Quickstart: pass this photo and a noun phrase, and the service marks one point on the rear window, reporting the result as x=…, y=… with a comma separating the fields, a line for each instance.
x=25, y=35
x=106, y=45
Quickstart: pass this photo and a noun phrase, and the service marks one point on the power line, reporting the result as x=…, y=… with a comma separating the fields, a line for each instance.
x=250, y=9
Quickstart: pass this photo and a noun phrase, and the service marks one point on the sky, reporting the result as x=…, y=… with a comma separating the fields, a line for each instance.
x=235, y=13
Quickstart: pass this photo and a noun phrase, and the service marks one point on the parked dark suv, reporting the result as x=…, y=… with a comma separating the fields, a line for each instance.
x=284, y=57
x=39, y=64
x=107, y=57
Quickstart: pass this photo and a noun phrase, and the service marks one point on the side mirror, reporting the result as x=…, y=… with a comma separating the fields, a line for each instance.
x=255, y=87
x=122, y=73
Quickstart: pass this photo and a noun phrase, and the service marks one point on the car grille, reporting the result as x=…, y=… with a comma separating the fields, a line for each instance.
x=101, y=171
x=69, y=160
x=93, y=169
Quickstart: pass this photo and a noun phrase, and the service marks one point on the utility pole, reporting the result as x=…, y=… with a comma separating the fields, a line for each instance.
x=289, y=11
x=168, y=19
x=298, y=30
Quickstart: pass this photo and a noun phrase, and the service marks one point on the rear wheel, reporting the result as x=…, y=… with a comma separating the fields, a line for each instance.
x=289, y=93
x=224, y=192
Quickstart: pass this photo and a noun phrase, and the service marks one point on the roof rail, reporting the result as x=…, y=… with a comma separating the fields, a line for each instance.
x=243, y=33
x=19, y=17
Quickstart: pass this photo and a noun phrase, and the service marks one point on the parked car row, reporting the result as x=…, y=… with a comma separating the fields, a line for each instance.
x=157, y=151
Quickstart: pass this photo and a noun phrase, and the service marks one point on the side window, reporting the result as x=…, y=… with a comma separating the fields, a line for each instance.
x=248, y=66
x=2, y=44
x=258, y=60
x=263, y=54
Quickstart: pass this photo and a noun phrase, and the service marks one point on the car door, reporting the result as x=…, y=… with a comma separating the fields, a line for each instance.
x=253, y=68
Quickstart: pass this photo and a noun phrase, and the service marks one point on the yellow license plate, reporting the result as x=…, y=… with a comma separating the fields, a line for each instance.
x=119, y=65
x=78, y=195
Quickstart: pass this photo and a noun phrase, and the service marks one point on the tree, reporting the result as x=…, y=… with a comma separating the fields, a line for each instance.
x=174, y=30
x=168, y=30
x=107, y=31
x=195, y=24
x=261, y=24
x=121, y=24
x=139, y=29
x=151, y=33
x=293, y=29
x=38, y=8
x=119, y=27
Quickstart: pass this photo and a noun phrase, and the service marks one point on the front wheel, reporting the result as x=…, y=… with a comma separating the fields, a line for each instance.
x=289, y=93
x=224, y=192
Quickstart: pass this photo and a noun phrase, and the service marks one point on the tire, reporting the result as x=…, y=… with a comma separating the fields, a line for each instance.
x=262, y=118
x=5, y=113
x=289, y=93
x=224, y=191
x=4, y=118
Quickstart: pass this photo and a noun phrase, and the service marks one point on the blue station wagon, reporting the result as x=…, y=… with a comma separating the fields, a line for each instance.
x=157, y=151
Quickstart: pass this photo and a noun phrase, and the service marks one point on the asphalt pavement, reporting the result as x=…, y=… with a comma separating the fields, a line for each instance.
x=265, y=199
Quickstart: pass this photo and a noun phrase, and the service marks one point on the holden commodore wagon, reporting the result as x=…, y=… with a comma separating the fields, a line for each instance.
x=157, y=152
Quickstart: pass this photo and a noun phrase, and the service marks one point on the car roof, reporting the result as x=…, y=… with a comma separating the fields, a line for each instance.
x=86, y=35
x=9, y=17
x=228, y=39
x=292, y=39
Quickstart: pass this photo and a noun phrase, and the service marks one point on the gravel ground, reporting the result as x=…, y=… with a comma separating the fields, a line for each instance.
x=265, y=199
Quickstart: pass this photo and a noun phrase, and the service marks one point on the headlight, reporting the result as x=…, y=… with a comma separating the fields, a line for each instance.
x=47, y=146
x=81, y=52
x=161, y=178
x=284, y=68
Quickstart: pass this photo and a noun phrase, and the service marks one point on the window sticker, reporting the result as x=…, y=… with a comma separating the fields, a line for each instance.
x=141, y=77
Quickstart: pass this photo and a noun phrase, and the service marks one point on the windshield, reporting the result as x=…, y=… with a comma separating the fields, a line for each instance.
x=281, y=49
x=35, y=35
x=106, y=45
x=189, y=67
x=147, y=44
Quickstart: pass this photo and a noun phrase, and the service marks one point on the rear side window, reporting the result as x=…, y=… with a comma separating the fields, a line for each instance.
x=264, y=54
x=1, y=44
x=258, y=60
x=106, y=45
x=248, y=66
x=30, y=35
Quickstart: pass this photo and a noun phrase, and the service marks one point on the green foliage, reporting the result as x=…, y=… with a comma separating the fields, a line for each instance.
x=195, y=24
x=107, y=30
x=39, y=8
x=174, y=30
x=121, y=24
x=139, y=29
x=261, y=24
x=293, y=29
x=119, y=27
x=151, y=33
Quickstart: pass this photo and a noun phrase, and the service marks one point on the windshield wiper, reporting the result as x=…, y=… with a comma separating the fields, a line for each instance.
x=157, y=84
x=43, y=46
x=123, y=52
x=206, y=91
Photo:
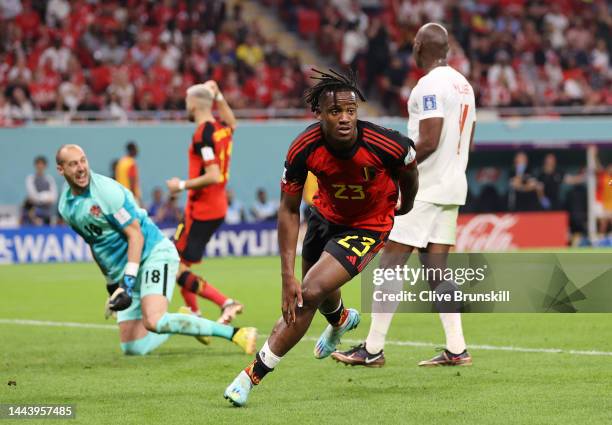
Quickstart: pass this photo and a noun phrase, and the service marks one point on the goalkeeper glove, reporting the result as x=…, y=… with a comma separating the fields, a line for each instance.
x=121, y=298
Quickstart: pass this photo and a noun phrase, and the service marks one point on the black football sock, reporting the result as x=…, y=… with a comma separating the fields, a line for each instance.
x=257, y=370
x=334, y=318
x=189, y=281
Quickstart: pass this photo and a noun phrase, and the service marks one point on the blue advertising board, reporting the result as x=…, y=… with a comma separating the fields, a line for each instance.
x=60, y=244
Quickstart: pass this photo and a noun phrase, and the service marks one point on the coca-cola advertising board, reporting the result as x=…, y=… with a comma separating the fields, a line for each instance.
x=510, y=231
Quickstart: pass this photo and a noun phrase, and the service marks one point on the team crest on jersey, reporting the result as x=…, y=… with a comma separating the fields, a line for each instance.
x=369, y=173
x=429, y=103
x=95, y=210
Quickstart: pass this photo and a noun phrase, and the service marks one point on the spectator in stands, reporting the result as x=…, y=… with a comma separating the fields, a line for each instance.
x=20, y=74
x=57, y=12
x=56, y=56
x=126, y=170
x=6, y=120
x=603, y=197
x=22, y=109
x=28, y=215
x=550, y=179
x=169, y=214
x=523, y=194
x=42, y=191
x=263, y=209
x=235, y=210
x=158, y=199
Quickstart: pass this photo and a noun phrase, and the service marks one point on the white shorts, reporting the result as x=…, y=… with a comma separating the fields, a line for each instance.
x=426, y=223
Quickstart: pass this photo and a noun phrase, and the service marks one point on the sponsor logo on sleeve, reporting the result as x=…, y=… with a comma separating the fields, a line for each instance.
x=410, y=156
x=429, y=103
x=95, y=210
x=207, y=153
x=122, y=216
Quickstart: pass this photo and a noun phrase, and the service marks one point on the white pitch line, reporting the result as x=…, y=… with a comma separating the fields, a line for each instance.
x=55, y=324
x=349, y=341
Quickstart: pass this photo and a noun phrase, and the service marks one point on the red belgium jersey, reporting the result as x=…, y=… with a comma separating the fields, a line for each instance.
x=355, y=187
x=211, y=144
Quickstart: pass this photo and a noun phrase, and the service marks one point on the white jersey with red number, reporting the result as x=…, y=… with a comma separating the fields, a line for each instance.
x=443, y=93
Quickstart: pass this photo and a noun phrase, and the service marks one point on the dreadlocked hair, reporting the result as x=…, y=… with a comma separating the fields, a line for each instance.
x=330, y=82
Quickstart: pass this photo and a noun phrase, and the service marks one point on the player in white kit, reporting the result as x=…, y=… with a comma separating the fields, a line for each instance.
x=442, y=119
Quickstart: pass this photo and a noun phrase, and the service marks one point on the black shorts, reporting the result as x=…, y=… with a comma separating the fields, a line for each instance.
x=353, y=248
x=192, y=236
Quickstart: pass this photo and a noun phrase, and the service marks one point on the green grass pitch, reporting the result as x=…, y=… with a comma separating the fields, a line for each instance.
x=183, y=381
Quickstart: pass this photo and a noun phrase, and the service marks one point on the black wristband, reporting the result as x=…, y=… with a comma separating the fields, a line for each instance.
x=111, y=288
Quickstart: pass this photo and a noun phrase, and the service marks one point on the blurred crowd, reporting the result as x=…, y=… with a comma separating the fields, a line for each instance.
x=523, y=186
x=119, y=56
x=516, y=53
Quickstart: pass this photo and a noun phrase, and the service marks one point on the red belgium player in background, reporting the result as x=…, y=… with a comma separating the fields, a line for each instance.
x=209, y=157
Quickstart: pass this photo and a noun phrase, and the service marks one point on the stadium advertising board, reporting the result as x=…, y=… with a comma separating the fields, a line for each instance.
x=509, y=231
x=60, y=244
x=476, y=232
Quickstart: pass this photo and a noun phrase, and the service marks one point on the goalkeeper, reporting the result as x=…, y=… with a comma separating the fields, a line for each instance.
x=138, y=261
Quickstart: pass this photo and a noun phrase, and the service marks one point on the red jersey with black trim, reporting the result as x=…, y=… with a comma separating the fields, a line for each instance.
x=211, y=144
x=356, y=187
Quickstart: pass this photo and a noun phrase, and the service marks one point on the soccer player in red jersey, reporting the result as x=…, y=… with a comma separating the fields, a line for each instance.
x=361, y=168
x=209, y=157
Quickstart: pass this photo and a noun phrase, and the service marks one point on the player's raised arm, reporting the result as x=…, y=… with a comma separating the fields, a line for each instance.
x=288, y=228
x=292, y=188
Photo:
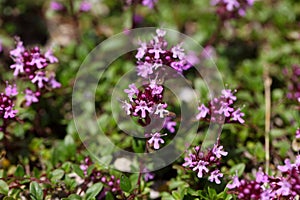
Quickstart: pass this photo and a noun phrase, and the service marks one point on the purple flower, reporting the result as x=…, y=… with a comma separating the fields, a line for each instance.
x=261, y=177
x=56, y=6
x=225, y=109
x=9, y=112
x=237, y=116
x=30, y=97
x=11, y=90
x=149, y=3
x=201, y=167
x=284, y=189
x=178, y=52
x=214, y=176
x=231, y=4
x=156, y=50
x=85, y=6
x=144, y=69
x=1, y=47
x=203, y=112
x=228, y=94
x=49, y=55
x=160, y=33
x=235, y=183
x=127, y=107
x=298, y=133
x=17, y=52
x=155, y=140
x=37, y=60
x=141, y=50
x=286, y=167
x=218, y=151
x=18, y=66
x=156, y=89
x=189, y=161
x=53, y=83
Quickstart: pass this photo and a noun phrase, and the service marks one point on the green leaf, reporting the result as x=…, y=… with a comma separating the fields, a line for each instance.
x=125, y=184
x=57, y=175
x=92, y=192
x=1, y=173
x=19, y=171
x=78, y=171
x=8, y=198
x=36, y=192
x=109, y=196
x=3, y=187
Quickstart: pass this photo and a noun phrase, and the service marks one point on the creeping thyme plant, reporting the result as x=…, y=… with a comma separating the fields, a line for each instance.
x=246, y=144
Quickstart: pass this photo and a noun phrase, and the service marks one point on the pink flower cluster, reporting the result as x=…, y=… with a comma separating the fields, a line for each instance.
x=85, y=6
x=221, y=109
x=7, y=110
x=286, y=186
x=149, y=3
x=228, y=9
x=111, y=182
x=206, y=163
x=293, y=76
x=155, y=57
x=30, y=64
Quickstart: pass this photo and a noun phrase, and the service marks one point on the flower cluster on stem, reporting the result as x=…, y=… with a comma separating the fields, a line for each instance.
x=228, y=9
x=154, y=58
x=293, y=76
x=110, y=182
x=221, y=109
x=284, y=186
x=149, y=3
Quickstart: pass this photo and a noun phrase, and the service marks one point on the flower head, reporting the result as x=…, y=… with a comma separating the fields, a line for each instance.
x=156, y=140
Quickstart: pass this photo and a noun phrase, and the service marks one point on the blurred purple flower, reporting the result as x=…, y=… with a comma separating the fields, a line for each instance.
x=56, y=6
x=156, y=140
x=85, y=6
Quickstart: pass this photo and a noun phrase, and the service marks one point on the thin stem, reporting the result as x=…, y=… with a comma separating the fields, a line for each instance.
x=267, y=85
x=215, y=34
x=133, y=10
x=75, y=21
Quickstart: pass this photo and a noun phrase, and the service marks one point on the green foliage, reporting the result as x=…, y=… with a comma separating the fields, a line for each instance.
x=42, y=155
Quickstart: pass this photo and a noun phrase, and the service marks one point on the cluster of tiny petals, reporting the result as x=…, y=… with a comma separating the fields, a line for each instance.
x=221, y=109
x=7, y=110
x=84, y=6
x=298, y=133
x=228, y=9
x=145, y=101
x=285, y=186
x=155, y=56
x=149, y=3
x=30, y=64
x=293, y=76
x=206, y=163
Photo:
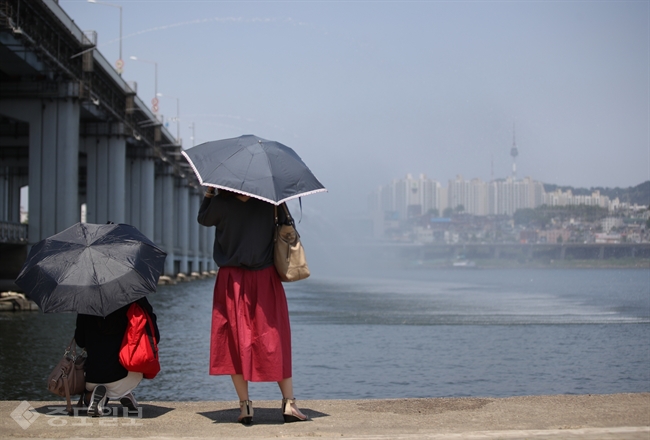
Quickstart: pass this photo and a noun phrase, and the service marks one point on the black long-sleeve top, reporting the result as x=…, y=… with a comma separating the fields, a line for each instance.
x=102, y=339
x=244, y=236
● ● ● ● ● ● ●
* Aim of the exercise: Repeat, exactly and only, the lines from the one containing "the blurred purple" through the final line of the data, both ends included, leaving out any picture.

* Result:
Quickstart: pass this photo and a noun phrase, and the service marks one point on the blurred purple flower, reporting the result as x=…, y=… with a comma separating the fields, a line for each instance.
x=56, y=6
x=156, y=140
x=85, y=6
Quickstart: pass this photo and a noun phrase, and the service marks one point on the thin stem, reporting the result as x=…, y=… with a comma separating the fields, a line for each instance.
x=267, y=85
x=215, y=34
x=133, y=10
x=75, y=21
Quickstart: pass this photo and a noun phrase, and the service marks one point on the green foliage, reporting the result as x=…, y=… with a comma separating the fields, a line for each instance.
x=42, y=155
Quickstart: pass this photo and a noun phrase, and the service marks one point on the cluster of tiny petals, reporting the result as x=…, y=… with a comma separating the fields, a line for each instance.
x=221, y=109
x=7, y=110
x=84, y=6
x=298, y=133
x=228, y=9
x=145, y=101
x=285, y=186
x=155, y=56
x=149, y=3
x=30, y=64
x=293, y=76
x=206, y=163
Photo:
Quickstart: pass this photo and a noun phrase, and the service marks one point on the black long-sleeve top, reporting the result as x=…, y=… with a comma separating the fields, a line for each instance.
x=102, y=339
x=244, y=236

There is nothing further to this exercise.